SELECTION.

** start **

We must first define the ‘good life’ before economics can take us there. Here are some unanswered questions about life in 2050 worth pondering about, because the decisions that we make now will affect our future — our pattern of living.

Productivity growth

How many minutes of work will a loaf of bread cost?

It is the productivity question. Almost every aspect of economic life is a means toward this end (and other ends, too). If productivity grows at 1 per cent a year over the next half century, our standard of living will be 50-60 per cent higher by 2050. If productivity grows at 2 per cent a year, then our standard of living will nearly triple in the same time frame — assuming we continue to work hard, save and invest more and take risk.

Economic theory predicts that as our wages go up, we will work longer hours — up to a point, and then we will begin to work less.

Productivity growth gives us choices. We can continue to work the same number of hours while producing more. Or we can produce the same amount by working less. Or we can strike some balance. Let us expect, with cautious optimism, that Indians are going to make up their minds one day and decide how much they will work.

Bridging the inequality

How many people will be active?

Even if the economies of the West are booming, we find a striking dichotomy between the rich and poor.

What are we willing to promise the most disadvantaged? In market economies of the developed world there is a comprehensive social security system (called safety net). General benefits are mandated by law; healthcare is a birth right. This leads to a more compassionate society in more ways than one. Poverty rates and increase in inequality are low.

It also leads to higher unemployment and a slower rate of innovation and job creation. Workers, bundled with several mandatory benefits, are expensive. Since employees cannot be fired easily and quickly, firms are slow to hire them in the first place.

In this context we may compare the American system with that of the European. The American system is a richer, more dynamic, more entrepreneurial economy — and harsher and more unequal. It is conducive to creating a big pie in which the winners get huge slices. The European system is better at guaranteeing at least some pie for everybody. Capitalism comes in different flavours. Which one will be chosen?

Socio-economic issues

Will we use the market in imaginative ways to solve socio-economic problems?

The simplest and perhaps most effective way to get something done is to give the persons involved a reason to want it done. We all nod, as if this were the most obvious point in the world — and then go out and design policies that do just the opposite.

We have a public education system that does not reward teachers and principals when their students do well (or penalise them when their students perform badly). We assess more of our taxes on productive activity, like work, savings, and investment, when we might raise revenue and conserve resources with more “green taxes”.

If economic agents get the right type of incentives, then markets can be used to solve all kinds of problems. In truth, markets do not solve social problems on their own (or else there would be no social problems). But if we design solutions with the proper incentives, we feel a lot more like smooth sailing in a rough sea.

Role of government

Are governments redundant in an age of discontinuity?

Many countries have abandoned the central planning system in the late 1990s and have embraced the market system. Mixed economies have introduced public sector reforms, which led to a fall in the size of the government. But all these do not imply that the government has become less important over the years. Government has as much to do as ever. What keeps world leaders awake at night: Global warming? Drugs? Terrorism? Trade war? Financial crises? None of these problems can be addressed properly without government; indeed, none can be managed successfully without co-operation among governments.

** end **

COLLECTED DATA.
** start **

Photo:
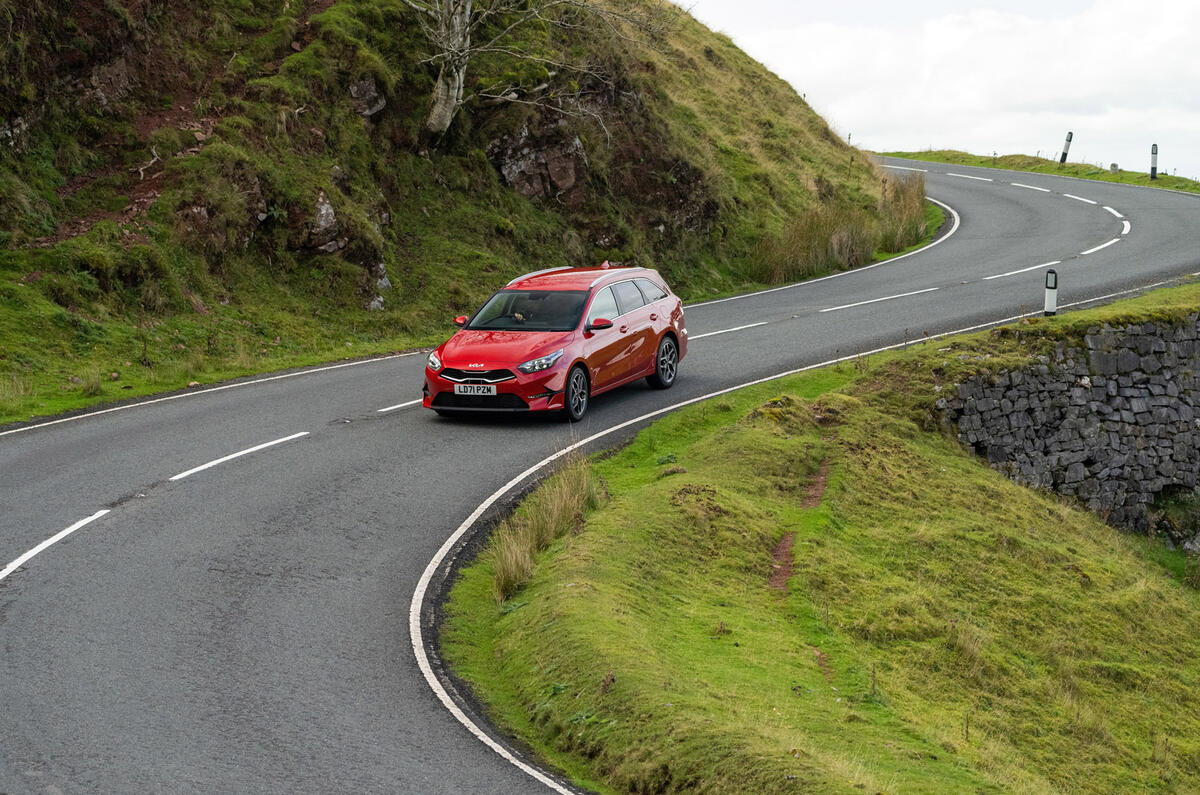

** end **

EXERCISE INSTRUCTIONS.
• 1. Transcribe the passage of the essay on life in 2050 between "What are we" and "the first place.", inclusive.
• 2. In the essay on life in 2050, what happens to the standard of living by 2050 if productivity grows at 2 percent a year?
The data has nothing to do with what's asked here.

FINAL ANSWERS.
• 1.
What are we willing to promise the most disadvantaged? In market economies of the developed world there is a comprehensive social security system (called safety net). General benefits are mandated by law; healthcare is a birth right. This leads to a more compassionate society in more ways than one. Poverty rates and increase in inequality are low.

It also leads to higher unemployment and a slower rate of innovation and job creation. Workers, bundled with several mandatory benefits, are expensive. Since employees cannot be fired easily and quickly, firms are slow to hire them in the first place.

• 2. It nearly triples.